**Problem details**: Please rewrite the lines below, from the one containing "Every instance of the dark green" through the one containing "[[467, 495], [349, 383], [598, 500], [728, 593], [805, 608]]", inclusive, as a numbered list and leave out any blank lines.

[Items taken from a collection]
┌────────

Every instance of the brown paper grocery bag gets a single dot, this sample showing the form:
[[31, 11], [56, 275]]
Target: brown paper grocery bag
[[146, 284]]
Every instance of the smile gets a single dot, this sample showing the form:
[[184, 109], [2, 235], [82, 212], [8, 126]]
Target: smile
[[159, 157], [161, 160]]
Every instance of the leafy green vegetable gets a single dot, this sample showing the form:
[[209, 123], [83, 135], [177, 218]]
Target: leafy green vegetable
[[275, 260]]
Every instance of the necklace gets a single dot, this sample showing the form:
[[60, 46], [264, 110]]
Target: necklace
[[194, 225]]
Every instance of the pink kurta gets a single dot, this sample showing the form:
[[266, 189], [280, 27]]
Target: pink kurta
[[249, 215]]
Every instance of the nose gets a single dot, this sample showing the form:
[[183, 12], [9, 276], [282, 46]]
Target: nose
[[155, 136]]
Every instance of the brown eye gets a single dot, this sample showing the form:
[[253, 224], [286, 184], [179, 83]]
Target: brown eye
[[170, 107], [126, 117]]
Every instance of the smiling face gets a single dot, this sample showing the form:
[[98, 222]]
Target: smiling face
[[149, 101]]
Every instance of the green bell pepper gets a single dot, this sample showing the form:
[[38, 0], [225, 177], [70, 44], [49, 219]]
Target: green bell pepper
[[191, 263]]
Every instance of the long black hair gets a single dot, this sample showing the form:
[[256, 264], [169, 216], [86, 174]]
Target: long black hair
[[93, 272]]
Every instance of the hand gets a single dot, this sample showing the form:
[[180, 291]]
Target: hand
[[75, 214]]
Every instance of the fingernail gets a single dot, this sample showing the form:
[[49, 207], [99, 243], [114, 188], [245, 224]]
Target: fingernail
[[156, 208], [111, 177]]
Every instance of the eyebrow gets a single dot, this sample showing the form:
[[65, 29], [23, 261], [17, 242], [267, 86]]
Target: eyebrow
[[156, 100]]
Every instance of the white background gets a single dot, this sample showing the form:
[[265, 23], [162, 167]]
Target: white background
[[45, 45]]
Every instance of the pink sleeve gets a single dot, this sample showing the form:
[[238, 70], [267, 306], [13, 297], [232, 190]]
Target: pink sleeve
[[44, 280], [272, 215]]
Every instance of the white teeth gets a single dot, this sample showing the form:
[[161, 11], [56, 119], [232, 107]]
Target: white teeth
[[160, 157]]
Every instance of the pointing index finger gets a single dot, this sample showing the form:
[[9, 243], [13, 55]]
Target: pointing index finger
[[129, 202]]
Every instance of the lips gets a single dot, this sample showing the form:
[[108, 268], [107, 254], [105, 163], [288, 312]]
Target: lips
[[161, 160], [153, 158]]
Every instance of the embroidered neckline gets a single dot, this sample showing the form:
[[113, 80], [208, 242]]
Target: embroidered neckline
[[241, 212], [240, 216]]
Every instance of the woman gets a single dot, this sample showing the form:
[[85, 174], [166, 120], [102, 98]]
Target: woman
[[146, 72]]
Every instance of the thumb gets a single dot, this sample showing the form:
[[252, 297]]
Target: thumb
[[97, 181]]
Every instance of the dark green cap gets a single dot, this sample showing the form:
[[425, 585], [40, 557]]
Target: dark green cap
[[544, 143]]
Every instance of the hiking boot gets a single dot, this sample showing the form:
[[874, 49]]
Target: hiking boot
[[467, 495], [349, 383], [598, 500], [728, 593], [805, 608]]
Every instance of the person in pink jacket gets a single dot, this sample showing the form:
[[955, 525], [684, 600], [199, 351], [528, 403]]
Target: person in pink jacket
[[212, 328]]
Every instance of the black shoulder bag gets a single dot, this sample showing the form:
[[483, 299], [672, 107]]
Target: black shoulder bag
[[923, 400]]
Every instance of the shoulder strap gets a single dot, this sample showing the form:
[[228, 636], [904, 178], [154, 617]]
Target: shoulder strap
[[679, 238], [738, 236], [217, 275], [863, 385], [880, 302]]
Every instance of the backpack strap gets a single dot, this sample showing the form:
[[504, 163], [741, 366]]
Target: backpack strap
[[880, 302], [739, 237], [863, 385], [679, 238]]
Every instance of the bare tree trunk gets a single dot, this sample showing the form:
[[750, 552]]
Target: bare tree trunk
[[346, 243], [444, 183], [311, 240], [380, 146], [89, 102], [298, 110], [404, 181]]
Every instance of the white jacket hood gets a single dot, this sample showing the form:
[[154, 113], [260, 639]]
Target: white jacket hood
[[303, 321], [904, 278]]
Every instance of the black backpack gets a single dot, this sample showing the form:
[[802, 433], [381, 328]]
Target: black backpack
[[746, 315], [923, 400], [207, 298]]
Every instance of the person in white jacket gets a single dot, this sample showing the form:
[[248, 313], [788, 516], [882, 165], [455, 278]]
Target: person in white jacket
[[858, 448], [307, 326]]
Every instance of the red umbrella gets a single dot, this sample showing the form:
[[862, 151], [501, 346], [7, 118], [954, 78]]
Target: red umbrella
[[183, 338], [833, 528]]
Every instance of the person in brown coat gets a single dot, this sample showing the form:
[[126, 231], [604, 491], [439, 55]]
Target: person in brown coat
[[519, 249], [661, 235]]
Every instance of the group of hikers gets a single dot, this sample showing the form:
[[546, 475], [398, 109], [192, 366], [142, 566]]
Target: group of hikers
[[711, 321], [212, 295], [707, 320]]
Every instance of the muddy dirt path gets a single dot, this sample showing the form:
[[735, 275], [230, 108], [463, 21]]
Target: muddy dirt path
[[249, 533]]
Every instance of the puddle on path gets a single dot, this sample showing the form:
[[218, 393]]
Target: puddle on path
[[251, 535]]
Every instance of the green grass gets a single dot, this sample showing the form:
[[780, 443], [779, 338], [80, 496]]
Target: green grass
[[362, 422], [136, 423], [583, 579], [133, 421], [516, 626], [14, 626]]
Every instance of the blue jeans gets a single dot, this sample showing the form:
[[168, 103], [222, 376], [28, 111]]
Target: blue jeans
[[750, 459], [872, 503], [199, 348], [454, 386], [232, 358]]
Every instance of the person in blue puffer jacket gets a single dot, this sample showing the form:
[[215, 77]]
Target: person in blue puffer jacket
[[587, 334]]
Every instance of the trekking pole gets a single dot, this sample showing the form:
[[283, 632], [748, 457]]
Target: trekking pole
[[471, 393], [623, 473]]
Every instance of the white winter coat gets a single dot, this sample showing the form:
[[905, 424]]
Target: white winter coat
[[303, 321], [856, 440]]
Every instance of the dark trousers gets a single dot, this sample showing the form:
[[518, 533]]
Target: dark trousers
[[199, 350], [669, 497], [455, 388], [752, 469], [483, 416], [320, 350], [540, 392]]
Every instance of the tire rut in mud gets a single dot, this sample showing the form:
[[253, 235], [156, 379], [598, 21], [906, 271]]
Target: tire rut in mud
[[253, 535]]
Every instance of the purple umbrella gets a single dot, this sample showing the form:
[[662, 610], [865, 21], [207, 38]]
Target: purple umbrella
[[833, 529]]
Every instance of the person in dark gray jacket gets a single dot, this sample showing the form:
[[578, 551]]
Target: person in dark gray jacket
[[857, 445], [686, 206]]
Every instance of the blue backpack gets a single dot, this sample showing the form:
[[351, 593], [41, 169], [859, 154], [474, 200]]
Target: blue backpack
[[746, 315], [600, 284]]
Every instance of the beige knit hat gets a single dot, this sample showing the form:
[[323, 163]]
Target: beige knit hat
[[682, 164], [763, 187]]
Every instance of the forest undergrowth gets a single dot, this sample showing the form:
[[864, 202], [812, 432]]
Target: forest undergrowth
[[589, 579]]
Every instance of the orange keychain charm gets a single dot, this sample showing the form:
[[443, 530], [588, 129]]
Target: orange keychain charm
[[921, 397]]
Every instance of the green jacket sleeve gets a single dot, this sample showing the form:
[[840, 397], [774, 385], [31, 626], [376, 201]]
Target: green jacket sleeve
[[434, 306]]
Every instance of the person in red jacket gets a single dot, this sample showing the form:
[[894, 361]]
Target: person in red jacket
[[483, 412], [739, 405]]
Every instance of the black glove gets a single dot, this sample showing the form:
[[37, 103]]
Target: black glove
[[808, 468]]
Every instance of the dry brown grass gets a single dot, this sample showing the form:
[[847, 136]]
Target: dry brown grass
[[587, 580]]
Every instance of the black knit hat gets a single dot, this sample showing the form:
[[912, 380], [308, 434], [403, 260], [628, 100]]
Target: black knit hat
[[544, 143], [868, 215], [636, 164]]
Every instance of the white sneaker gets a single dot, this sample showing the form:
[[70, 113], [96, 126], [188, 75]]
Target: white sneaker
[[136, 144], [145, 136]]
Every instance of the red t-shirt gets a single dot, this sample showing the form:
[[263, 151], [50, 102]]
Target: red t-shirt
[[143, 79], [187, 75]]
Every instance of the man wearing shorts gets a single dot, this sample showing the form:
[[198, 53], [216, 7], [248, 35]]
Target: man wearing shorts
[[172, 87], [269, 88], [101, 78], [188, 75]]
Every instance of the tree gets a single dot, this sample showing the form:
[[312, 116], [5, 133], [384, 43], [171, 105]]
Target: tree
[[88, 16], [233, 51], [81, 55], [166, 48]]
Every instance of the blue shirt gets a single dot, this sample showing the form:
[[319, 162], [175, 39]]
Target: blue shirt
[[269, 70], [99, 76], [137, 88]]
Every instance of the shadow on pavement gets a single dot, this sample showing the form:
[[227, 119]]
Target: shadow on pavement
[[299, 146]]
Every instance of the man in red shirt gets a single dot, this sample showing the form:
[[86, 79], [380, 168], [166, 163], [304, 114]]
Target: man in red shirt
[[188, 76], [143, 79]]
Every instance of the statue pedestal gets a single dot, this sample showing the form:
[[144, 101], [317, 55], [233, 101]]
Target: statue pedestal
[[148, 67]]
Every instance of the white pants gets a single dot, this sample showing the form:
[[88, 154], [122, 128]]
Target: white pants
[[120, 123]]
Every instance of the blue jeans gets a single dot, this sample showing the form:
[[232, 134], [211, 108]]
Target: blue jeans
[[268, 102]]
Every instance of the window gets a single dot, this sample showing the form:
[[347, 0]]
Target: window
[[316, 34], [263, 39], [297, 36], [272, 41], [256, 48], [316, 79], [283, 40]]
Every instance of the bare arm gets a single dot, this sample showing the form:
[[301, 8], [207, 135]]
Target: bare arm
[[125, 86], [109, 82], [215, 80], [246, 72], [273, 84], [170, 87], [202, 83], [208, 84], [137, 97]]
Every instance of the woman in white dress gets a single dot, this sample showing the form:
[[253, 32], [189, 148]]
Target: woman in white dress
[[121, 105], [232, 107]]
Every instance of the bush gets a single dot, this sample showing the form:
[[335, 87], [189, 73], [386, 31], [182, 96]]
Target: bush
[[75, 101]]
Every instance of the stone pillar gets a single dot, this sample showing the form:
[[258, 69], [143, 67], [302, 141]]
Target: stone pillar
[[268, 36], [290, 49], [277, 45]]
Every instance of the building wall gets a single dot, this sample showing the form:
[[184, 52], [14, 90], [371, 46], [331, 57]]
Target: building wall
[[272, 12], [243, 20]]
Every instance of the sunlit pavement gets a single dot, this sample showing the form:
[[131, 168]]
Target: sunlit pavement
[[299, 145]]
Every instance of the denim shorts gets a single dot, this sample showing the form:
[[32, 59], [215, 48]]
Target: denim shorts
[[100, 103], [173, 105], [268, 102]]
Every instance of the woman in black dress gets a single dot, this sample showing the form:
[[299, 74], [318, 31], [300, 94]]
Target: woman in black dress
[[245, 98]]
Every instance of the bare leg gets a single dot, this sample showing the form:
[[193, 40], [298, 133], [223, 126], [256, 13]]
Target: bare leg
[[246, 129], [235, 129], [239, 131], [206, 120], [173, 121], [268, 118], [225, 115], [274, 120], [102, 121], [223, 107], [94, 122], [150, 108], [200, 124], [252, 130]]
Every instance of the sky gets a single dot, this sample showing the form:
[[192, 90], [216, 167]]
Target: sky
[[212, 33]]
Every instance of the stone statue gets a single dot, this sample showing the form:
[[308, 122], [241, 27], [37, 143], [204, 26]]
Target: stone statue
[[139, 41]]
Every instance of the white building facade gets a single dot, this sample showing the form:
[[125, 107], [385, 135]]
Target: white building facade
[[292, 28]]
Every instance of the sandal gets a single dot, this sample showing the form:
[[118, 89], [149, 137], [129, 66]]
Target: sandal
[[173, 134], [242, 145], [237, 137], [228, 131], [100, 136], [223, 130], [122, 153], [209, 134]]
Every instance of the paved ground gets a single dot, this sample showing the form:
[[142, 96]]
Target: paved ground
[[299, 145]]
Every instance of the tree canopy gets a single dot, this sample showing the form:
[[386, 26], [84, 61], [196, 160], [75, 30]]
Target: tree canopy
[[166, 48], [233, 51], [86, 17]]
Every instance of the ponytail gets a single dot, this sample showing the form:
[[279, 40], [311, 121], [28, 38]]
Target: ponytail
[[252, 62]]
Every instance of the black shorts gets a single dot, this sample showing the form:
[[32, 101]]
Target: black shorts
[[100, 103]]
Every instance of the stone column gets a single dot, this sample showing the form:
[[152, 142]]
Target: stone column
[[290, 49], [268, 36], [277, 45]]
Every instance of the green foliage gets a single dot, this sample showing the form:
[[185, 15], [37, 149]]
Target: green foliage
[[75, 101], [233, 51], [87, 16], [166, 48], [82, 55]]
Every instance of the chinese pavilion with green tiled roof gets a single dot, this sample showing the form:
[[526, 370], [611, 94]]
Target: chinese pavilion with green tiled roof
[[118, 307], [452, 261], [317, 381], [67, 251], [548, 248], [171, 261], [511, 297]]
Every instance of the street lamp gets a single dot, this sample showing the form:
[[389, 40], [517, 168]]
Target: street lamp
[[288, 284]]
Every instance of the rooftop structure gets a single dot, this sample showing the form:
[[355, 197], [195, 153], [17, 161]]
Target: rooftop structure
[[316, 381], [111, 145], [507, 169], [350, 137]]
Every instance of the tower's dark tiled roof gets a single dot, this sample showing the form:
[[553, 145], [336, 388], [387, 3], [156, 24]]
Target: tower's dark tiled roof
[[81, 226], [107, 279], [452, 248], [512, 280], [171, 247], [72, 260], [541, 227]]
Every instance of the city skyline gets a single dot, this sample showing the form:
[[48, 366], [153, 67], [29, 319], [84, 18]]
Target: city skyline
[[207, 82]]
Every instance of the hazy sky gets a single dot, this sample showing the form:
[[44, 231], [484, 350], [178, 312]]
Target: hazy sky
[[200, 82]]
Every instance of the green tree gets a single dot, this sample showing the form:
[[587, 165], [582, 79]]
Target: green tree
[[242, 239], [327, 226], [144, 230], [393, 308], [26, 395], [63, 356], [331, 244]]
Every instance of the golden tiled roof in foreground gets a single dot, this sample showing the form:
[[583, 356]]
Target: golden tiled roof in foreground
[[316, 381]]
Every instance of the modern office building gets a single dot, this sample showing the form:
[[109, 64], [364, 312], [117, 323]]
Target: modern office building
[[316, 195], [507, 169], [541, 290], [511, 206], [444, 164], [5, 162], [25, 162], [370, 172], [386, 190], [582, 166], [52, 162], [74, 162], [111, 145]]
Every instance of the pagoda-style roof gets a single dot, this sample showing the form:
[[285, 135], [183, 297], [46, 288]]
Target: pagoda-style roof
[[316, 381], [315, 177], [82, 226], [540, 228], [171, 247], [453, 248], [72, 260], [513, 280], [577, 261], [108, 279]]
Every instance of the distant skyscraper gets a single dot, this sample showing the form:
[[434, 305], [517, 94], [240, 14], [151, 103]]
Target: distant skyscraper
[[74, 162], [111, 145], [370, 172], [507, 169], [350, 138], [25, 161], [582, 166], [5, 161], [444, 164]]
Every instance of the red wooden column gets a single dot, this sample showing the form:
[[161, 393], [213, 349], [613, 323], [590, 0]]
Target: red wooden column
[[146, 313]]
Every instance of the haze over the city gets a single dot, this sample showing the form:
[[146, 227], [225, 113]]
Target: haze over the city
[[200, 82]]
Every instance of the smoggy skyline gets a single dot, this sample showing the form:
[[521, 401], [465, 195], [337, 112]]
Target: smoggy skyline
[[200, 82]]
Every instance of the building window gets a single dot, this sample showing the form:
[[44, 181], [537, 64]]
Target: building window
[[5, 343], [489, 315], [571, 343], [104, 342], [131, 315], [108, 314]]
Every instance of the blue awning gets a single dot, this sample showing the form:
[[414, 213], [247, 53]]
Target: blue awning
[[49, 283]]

└────────

**Worked solution**:
1. Every instance of the dark green cap gets a single dot, this sample showing the form:
2. [[425, 585], [40, 557]]
3. Target: dark green cap
4. [[544, 143]]
5. Every instance of the hiking boot gets a single dot, this sample showing the form:
6. [[874, 49]]
7. Target: hiking boot
8. [[467, 495], [349, 383], [598, 500], [728, 593], [805, 608]]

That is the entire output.